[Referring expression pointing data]
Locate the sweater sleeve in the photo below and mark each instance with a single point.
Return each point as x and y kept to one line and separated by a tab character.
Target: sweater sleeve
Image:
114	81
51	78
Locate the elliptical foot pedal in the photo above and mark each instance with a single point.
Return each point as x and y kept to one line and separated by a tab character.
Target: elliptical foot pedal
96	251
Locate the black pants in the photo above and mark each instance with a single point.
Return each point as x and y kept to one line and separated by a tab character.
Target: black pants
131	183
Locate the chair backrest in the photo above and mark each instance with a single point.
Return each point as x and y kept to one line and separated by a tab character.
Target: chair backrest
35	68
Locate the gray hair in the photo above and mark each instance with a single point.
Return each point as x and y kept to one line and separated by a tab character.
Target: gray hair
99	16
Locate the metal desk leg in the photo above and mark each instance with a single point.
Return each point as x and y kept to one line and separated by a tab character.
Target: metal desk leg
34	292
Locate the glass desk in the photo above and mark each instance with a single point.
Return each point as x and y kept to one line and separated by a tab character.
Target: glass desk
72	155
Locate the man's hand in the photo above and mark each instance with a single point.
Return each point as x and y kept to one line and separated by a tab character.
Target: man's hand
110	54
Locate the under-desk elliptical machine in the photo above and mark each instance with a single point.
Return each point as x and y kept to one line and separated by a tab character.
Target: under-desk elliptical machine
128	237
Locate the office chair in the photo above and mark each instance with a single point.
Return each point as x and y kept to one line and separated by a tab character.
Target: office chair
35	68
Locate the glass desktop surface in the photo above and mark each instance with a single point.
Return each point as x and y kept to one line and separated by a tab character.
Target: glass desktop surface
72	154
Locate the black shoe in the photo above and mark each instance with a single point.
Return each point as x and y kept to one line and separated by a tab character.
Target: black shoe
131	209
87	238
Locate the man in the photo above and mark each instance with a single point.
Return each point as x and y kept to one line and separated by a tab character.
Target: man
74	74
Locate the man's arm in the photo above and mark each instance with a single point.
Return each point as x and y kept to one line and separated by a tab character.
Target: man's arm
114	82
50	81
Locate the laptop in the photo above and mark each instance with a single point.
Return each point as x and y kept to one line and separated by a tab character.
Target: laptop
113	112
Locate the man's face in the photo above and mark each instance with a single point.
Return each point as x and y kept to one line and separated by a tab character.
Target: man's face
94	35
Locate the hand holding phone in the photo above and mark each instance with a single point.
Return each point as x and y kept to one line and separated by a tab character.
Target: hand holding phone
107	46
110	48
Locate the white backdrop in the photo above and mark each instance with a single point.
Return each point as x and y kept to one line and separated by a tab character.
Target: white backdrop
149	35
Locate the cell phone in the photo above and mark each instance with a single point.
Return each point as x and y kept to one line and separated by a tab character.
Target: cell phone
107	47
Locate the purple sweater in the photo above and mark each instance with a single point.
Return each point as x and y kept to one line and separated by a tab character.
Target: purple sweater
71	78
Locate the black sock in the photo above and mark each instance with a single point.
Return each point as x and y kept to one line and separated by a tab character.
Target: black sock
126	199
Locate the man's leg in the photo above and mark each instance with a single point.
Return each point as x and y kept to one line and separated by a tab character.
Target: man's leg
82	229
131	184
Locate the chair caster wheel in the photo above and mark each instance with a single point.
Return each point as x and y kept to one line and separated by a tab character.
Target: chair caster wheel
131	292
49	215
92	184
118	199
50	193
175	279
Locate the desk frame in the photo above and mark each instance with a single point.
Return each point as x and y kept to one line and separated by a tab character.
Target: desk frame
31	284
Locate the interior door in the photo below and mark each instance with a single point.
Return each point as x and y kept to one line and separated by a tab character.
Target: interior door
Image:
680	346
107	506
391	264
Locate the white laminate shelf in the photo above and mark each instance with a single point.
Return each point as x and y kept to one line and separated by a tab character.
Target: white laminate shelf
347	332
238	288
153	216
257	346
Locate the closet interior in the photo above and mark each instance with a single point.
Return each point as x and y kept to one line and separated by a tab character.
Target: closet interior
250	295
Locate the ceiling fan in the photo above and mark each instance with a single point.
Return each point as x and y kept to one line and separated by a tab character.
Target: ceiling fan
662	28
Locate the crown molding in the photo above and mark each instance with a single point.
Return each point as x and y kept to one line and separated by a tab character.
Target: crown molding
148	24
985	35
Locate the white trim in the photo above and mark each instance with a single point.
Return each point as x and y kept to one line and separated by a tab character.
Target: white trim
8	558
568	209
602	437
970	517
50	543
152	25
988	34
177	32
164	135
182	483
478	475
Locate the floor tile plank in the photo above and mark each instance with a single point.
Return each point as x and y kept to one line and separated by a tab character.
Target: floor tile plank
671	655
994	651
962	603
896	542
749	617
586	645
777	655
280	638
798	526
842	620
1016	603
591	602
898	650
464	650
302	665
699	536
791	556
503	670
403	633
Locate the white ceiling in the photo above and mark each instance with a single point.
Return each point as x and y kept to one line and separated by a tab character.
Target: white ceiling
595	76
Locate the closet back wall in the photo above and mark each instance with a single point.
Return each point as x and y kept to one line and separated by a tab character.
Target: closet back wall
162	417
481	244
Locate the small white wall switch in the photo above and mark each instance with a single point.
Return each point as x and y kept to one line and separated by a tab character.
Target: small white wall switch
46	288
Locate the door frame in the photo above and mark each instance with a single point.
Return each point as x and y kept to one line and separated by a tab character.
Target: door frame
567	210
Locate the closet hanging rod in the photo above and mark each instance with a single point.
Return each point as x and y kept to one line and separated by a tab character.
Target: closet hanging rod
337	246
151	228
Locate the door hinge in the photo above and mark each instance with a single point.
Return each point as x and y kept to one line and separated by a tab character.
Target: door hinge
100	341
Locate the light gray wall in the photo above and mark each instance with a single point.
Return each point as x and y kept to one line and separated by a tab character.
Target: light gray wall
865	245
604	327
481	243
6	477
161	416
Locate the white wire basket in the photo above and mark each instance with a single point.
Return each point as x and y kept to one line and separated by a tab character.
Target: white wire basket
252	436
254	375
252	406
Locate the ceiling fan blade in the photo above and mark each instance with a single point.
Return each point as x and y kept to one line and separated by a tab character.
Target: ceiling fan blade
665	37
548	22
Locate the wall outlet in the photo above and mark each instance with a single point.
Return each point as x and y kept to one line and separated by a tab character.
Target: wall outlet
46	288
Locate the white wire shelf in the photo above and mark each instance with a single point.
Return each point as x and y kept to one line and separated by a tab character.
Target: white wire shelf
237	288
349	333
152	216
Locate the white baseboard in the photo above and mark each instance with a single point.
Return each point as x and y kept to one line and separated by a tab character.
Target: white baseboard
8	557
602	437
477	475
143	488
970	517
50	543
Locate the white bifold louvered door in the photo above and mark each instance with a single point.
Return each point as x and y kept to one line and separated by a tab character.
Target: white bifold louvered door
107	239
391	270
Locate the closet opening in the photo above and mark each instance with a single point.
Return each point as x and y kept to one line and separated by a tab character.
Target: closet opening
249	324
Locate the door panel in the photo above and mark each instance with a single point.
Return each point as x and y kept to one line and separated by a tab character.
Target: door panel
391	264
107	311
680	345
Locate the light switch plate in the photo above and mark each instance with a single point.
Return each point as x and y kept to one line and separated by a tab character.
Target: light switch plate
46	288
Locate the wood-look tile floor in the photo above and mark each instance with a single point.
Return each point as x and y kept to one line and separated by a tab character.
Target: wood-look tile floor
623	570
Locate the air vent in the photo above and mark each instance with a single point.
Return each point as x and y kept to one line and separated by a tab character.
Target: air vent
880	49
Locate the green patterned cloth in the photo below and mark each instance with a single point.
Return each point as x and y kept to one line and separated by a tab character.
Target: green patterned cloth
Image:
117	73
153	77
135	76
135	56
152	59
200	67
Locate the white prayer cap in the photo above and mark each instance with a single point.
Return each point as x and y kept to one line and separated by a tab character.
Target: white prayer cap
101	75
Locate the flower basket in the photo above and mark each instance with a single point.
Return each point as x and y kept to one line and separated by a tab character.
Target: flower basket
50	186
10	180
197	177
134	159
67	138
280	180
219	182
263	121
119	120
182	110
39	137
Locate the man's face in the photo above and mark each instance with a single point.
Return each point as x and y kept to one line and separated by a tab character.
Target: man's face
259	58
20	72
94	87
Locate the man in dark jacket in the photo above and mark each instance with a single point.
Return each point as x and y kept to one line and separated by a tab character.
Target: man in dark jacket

**BRIEF**
Whenever a line above has the word "jacket" in it, copy that line.

**RESULT**
Locate the man in dark jacket in the photo above and mark each instance with a single point.
Target: man in dark jacket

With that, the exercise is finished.